PROBLEM TO WORK ON —
The exercise asks you to copy every line below in which "highway" appears.

(Images for object localization)
Segment Open

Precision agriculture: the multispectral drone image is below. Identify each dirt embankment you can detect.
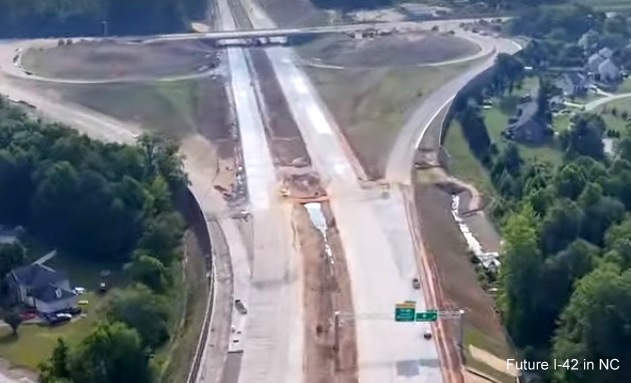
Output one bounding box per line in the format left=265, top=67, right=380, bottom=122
left=22, top=40, right=221, bottom=80
left=247, top=47, right=327, bottom=200
left=248, top=48, right=311, bottom=168
left=413, top=182, right=513, bottom=380
left=299, top=34, right=481, bottom=69
left=293, top=203, right=357, bottom=383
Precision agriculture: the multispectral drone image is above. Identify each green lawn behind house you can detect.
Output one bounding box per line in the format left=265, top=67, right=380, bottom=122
left=484, top=106, right=563, bottom=163
left=0, top=252, right=125, bottom=370
left=575, top=0, right=631, bottom=11
left=444, top=75, right=569, bottom=194
left=594, top=97, right=631, bottom=133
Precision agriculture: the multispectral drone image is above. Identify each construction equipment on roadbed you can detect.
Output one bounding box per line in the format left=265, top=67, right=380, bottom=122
left=279, top=172, right=327, bottom=202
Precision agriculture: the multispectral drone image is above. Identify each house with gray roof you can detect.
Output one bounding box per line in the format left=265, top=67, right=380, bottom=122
left=503, top=101, right=549, bottom=144
left=555, top=73, right=588, bottom=97
left=587, top=47, right=616, bottom=73
left=598, top=58, right=621, bottom=82
left=6, top=263, right=77, bottom=314
left=587, top=53, right=605, bottom=72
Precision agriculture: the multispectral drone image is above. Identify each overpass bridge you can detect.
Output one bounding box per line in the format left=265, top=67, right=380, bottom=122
left=123, top=22, right=417, bottom=43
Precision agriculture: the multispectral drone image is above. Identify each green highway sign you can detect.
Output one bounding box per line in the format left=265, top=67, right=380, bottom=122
left=395, top=302, right=416, bottom=322
left=415, top=310, right=438, bottom=322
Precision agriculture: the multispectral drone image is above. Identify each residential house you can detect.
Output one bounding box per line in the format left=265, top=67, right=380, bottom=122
left=587, top=47, right=615, bottom=73
left=5, top=263, right=77, bottom=314
left=598, top=58, right=621, bottom=82
left=587, top=53, right=605, bottom=72
left=555, top=73, right=588, bottom=97
left=504, top=101, right=548, bottom=144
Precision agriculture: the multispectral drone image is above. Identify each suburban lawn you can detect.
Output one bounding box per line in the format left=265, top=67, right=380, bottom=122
left=594, top=97, right=631, bottom=133
left=483, top=106, right=563, bottom=164
left=616, top=78, right=631, bottom=93
left=443, top=120, right=494, bottom=196
left=0, top=252, right=125, bottom=370
left=444, top=101, right=567, bottom=195
left=576, top=0, right=631, bottom=11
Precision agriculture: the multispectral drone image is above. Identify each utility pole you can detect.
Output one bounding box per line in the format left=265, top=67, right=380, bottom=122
left=102, top=20, right=108, bottom=37
left=457, top=309, right=465, bottom=359
left=333, top=311, right=340, bottom=370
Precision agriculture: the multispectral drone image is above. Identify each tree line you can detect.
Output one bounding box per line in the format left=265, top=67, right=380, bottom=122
left=449, top=53, right=529, bottom=166
left=0, top=98, right=189, bottom=382
left=0, top=0, right=208, bottom=37
left=511, top=4, right=631, bottom=69
left=447, top=44, right=631, bottom=381
left=476, top=113, right=631, bottom=382
left=488, top=114, right=631, bottom=382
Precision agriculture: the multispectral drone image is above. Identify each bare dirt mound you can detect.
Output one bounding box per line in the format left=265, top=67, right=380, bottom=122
left=299, top=33, right=480, bottom=68
left=21, top=40, right=221, bottom=80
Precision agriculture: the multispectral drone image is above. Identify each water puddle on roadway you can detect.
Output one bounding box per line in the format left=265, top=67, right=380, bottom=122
left=304, top=202, right=334, bottom=268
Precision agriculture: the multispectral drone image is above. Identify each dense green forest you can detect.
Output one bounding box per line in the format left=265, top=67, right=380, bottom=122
left=511, top=4, right=631, bottom=68
left=0, top=0, right=207, bottom=37
left=0, top=98, right=189, bottom=382
left=451, top=53, right=631, bottom=380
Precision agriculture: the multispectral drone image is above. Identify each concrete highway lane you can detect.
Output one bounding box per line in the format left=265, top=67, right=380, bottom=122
left=240, top=1, right=444, bottom=381
left=216, top=0, right=304, bottom=382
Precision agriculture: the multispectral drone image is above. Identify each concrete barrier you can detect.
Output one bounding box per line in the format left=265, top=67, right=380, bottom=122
left=177, top=188, right=215, bottom=383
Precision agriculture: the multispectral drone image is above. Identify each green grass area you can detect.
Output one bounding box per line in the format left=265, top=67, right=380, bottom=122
left=58, top=80, right=208, bottom=139
left=305, top=57, right=486, bottom=177
left=0, top=252, right=125, bottom=370
left=483, top=105, right=563, bottom=164
left=443, top=77, right=568, bottom=194
left=443, top=120, right=494, bottom=196
left=464, top=324, right=515, bottom=383
left=575, top=0, right=631, bottom=11
left=464, top=324, right=511, bottom=360
left=616, top=78, right=631, bottom=93
left=594, top=97, right=631, bottom=133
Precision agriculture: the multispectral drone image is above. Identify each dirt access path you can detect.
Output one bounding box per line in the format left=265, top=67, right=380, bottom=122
left=293, top=203, right=358, bottom=383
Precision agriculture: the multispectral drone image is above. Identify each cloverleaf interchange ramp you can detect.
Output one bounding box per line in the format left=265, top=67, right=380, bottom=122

Segment Closed

ANSWER BOX —
Precision agriculture: the multispectral drone image is above. Identify each green highway sign you can detect.
Precision agriculture: the multispectral drone image is above. Identify each concrete highway lane you can detect.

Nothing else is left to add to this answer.